» **Data for processing**
● ● ● ● ●

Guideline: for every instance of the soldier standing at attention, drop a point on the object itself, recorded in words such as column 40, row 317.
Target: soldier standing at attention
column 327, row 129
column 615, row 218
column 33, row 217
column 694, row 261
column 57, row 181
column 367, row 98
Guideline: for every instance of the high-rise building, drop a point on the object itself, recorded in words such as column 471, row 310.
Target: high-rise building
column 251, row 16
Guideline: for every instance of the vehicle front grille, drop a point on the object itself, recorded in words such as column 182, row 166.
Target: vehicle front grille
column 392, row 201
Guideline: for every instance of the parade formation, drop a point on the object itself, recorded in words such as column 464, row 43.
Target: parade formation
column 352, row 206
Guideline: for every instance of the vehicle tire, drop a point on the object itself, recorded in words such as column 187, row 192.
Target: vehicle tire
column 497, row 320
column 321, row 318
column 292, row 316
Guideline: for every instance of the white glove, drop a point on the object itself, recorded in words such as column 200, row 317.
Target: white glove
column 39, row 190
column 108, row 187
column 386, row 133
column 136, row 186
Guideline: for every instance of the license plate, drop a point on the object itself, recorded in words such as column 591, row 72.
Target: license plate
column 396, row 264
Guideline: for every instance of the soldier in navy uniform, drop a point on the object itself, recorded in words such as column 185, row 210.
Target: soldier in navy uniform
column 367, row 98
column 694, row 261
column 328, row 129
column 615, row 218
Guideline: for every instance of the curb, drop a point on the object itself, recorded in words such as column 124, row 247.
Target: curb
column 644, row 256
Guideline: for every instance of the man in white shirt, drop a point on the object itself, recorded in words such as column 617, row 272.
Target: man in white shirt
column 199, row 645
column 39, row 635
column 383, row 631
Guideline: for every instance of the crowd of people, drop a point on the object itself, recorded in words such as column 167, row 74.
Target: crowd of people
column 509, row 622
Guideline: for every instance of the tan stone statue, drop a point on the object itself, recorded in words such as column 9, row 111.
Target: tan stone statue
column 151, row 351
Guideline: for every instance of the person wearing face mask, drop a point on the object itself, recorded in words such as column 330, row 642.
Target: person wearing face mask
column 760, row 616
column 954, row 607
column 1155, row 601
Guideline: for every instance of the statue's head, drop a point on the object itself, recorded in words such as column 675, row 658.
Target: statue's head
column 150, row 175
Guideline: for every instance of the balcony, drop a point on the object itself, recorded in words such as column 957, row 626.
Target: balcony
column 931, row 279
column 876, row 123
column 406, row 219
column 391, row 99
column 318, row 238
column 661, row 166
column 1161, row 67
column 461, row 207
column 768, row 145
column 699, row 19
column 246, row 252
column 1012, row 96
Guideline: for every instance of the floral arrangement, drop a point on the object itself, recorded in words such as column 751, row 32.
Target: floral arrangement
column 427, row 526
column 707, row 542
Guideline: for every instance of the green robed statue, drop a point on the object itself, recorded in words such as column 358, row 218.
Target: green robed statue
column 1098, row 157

● ● ● ● ●

Render every line above as a Markdown table with a column named No. for the row number and a column named Line for the text of the line, leaving out blank lines.

» **Problem solution**
| No. | Line |
|---|---|
| 1 | Guideline: for every instance of the soldier standing at attention, drop a point on the object itself, recorded in words such as column 40, row 317. |
| 2 | Target: soldier standing at attention |
| 3 | column 327, row 129 |
| 4 | column 615, row 218 |
| 5 | column 33, row 217 |
| 6 | column 694, row 261 |
| 7 | column 57, row 181 |
| 8 | column 367, row 98 |
| 9 | Guideline: for every instance of the high-rise building, drop a point on the object itself, recorded in words such as column 471, row 310. |
| 10 | Target: high-rise building |
| 11 | column 251, row 16 |
| 12 | Guideline: for every instance of the vehicle front grille, drop a point on the object itself, recorded in words such as column 182, row 166. |
| 13 | Target: vehicle front grille |
| 14 | column 392, row 201 |
| 15 | Guideline: for every instance of the parade formation, drop a point on the object itself, recorded in words such as column 464, row 43. |
| 16 | Target: parade formation |
| 17 | column 352, row 206 |
| 18 | Guideline: for every instance of the vehicle tire, drop a point on the object itself, recorded in words such as column 187, row 192. |
| 19 | Target: vehicle tire |
| 20 | column 497, row 320 |
| 21 | column 321, row 318 |
| 22 | column 292, row 316 |
| 23 | Guideline: for every instance of the white glove, drop a point on the object itself, recorded in words such as column 200, row 317. |
| 24 | Target: white glove |
| 25 | column 39, row 190 |
| 26 | column 108, row 187 |
| 27 | column 386, row 133 |
| 28 | column 136, row 186 |
| 29 | Guideline: for every instance of the license plate, drop a point on the object itself, recorded in words such as column 591, row 72. |
| 30 | Target: license plate |
| 31 | column 396, row 264 |
| 32 | Guideline: for every instance of the soldier in navy uniform, drop a point on the object itself, recorded in words such as column 185, row 210. |
| 33 | Target: soldier in navy uniform |
| 34 | column 367, row 98 |
| 35 | column 694, row 261 |
| 36 | column 328, row 129 |
| 37 | column 615, row 218 |
| 38 | Guideline: for every instance of the curb, drop a point on the object itself, recorded in words such as column 124, row 247. |
| 39 | Target: curb |
| 40 | column 644, row 256 |
| 41 | Guideline: for every instance of the man in white shirt, drop a point on the object itself, recorded in words such as column 617, row 272. |
| 42 | Target: man in white shirt |
| 43 | column 199, row 645 |
| 44 | column 39, row 635 |
| 45 | column 383, row 631 |
| 46 | Guideline: for every instance of the crowd of people, drop a point on the object itself, recorded in words such as column 167, row 74. |
| 47 | Target: crowd of people |
| 48 | column 509, row 622 |
| 49 | Guideline: for every instance of the tan stone statue, drop a point on the object itself, recorded in words such as column 9, row 111. |
| 50 | Target: tan stone statue |
| 51 | column 151, row 351 |
| 52 | Guideline: for every instance of the person wearing face mask, drop a point on the object itself, recorded in words such as column 330, row 642. |
| 53 | Target: person wearing face mask |
| 54 | column 760, row 616 |
| 55 | column 954, row 607 |
| 56 | column 1155, row 601 |
| 57 | Guideline: for every instance of the statue's head, drop a point on the object itself, recorded in words such as column 675, row 658. |
| 58 | Target: statue's head |
| 59 | column 150, row 175 |
| 60 | Guideline: for every instance of the balcony, drop a point on the object itself, recorded in words such as column 957, row 626. |
| 61 | Target: balcony |
| 62 | column 931, row 279 |
| 63 | column 876, row 123 |
| 64 | column 406, row 219 |
| 65 | column 391, row 99 |
| 66 | column 318, row 238 |
| 67 | column 661, row 166 |
| 68 | column 1161, row 67 |
| 69 | column 461, row 207 |
| 70 | column 768, row 145 |
| 71 | column 699, row 19 |
| 72 | column 246, row 252 |
| 73 | column 1012, row 96 |
| 74 | Guideline: for every instance of the floral arrangement, drop a point on the object itself, recorded in words such as column 751, row 32. |
| 75 | Target: floral arrangement |
| 76 | column 427, row 526 |
| 77 | column 707, row 542 |
| 78 | Guideline: for every instance of the green robed statue, drop a point on the object itself, recorded in words such as column 358, row 218. |
| 79 | Target: green robed statue |
| 80 | column 1098, row 157 |